_WORK INSTRUCTIONS_
Starting at the line that contains "Locate each instance of the stacked" and ending at the final line of the listing below, render only those lines as a JSON list of strings, one string per line, with any blank lines omitted.

□ □ □ □

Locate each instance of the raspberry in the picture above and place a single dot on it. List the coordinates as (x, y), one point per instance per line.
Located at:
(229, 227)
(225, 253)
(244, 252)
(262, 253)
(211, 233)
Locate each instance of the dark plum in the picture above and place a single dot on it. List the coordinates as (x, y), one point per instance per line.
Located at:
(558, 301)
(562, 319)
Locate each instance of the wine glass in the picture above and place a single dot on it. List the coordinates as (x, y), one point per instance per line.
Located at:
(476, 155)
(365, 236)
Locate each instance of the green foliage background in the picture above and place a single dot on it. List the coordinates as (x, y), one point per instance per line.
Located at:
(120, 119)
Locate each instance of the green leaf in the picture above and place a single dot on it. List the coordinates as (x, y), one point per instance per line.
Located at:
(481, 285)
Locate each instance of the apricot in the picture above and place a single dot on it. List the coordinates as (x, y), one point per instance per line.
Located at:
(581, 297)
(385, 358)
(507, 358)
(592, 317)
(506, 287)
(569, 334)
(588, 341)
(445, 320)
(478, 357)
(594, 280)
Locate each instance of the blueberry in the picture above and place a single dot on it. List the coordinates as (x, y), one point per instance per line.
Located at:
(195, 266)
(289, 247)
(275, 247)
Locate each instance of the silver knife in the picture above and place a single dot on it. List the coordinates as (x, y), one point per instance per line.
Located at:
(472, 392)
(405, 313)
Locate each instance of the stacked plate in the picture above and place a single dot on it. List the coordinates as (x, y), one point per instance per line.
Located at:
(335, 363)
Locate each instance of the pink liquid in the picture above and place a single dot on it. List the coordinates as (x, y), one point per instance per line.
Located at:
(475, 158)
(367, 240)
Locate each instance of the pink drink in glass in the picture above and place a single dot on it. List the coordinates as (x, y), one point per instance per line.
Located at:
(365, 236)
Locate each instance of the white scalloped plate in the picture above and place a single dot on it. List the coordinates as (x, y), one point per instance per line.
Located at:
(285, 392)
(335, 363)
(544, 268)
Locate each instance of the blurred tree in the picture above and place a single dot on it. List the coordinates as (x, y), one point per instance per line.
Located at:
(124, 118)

□ □ □ □

_EXERCISE RESPONSE_
[
  "Locate each instance of the stacked plate in the picture above and place a single dot on it. List the coordinates as (x, y), one point per instance per line.",
  "Located at:",
  "(335, 363)",
  "Locate each instance of the pink liquid in the picture above and place a single dot on it. List the coordinates as (x, y), one point per instance per line.",
  "Located at:",
  "(475, 158)",
  "(367, 240)",
  "Locate each instance of the pink drink in glass in the picture above and place a single dot on it. List the coordinates as (x, y), one point per instance per line.",
  "Located at:",
  "(365, 236)",
  "Locate each instance of the white scalloped plate in the picture above and place a single dot on it. List the coordinates as (x, y), one point per instance per line.",
  "Located at:",
  "(285, 392)",
  "(335, 363)",
  "(544, 268)",
  "Locate each instance of the blurred tree in the picture above and place a single dot on it. List the coordinates as (x, y), one point per instance per line.",
  "Located at:",
  "(124, 118)"
]